START Recorded information
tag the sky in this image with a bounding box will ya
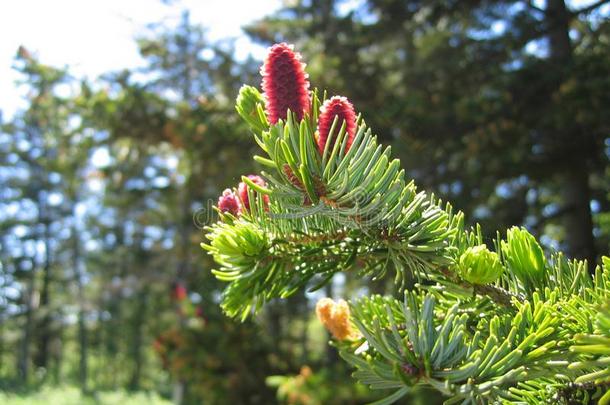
[0,0,283,118]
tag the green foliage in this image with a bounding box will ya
[340,287,598,404]
[204,52,610,403]
[207,87,462,320]
[569,300,610,404]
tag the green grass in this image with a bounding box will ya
[0,386,171,405]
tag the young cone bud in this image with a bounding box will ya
[501,227,546,289]
[235,85,268,132]
[238,175,270,211]
[317,96,357,156]
[261,43,310,124]
[458,244,504,284]
[217,188,241,216]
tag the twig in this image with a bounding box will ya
[439,267,521,308]
[556,380,610,401]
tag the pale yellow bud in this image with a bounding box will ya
[315,298,361,341]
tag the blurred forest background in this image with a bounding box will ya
[0,0,609,404]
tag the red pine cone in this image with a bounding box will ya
[261,43,310,124]
[217,188,241,216]
[238,175,270,211]
[317,96,357,156]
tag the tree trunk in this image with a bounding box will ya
[18,258,37,384]
[34,222,52,371]
[73,207,88,393]
[0,317,3,375]
[104,220,127,388]
[77,284,88,393]
[52,328,63,385]
[128,285,148,391]
[547,0,596,269]
[559,162,596,267]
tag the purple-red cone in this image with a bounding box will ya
[218,188,241,216]
[317,96,357,156]
[261,43,310,124]
[238,175,270,211]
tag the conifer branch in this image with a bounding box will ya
[203,43,610,404]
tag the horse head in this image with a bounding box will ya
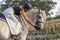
[27,9,44,30]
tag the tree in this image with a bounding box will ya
[0,0,57,16]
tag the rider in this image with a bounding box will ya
[12,2,35,27]
[20,2,35,26]
[2,2,35,34]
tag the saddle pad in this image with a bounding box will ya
[0,13,6,21]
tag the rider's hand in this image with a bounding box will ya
[34,25,40,30]
[30,22,35,26]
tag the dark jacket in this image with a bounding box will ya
[12,6,21,15]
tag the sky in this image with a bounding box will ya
[0,0,2,2]
[50,0,60,17]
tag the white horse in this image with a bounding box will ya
[0,9,44,40]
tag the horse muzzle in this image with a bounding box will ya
[34,23,43,30]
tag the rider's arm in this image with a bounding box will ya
[20,9,35,27]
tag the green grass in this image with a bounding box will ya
[40,33,60,39]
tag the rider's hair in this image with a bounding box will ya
[23,2,32,10]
END Recorded information
● **To do**
From the first line to the last, set down the records above exactly and skip the pictures.

● **Output below**
tag the sky in this image with a bounding box will ya
[0,0,283,118]
tag the green foliage in this image with a bounding box will ya
[340,287,598,404]
[204,52,610,403]
[207,87,462,320]
[569,300,610,404]
tag the green grass in this image with a bounding box will ya
[0,386,171,405]
tag the young cone bud in this image with a bounding box will ya
[501,227,546,289]
[235,85,268,132]
[238,175,270,211]
[317,96,357,156]
[261,43,310,124]
[458,244,504,284]
[217,188,241,216]
tag the twig in this image with a bounding box will ya
[439,267,521,308]
[556,380,610,401]
tag the pale yellow bud in this image with a bounding box will ya
[315,298,361,341]
tag the blurred forest background in this image with a bounding box will ya
[0,0,609,404]
tag the red pine cone in this image with a bounding box will ya
[261,43,310,124]
[217,188,241,216]
[238,175,270,211]
[317,96,357,156]
tag the tree trunk in this image with a bounding box will ya
[18,258,37,384]
[34,222,52,371]
[73,207,88,393]
[0,317,3,375]
[104,220,127,388]
[77,284,88,393]
[52,328,63,385]
[128,285,148,391]
[547,0,596,269]
[559,162,596,267]
tag the purple-red cone in this image with a bounding box will ya
[218,188,241,216]
[317,96,357,156]
[261,43,310,124]
[238,175,270,211]
tag the conifer branch in this image with a bounding box will ya
[203,43,610,404]
tag the horse head in this image with a bounding box will ya
[27,9,44,30]
tag the tree in this image with a bounding box will ya
[0,0,57,16]
tag the rider in this image with a bounding box will ya
[12,2,35,27]
[20,2,35,26]
[2,2,35,34]
tag the saddle pad in this image with a bounding box will ya
[0,13,6,21]
tag the rider's hand in this image with a bounding box will ya
[34,25,40,30]
[30,22,35,26]
tag the dark jacket in this image with a bounding box will ya
[12,6,21,15]
tag the sky in this image with a bounding box will ya
[0,0,2,2]
[50,0,60,17]
tag the white horse in this image with a bounding box will ya
[0,9,44,40]
tag the horse muzzle in this image with a bounding box will ya
[34,23,43,30]
tag the rider's arm in this image with a bounding box will ya
[20,9,35,27]
tag the green grass in this image with a bounding box will ya
[40,33,60,39]
tag the rider's hair in this image with a bounding box will ya
[23,2,32,10]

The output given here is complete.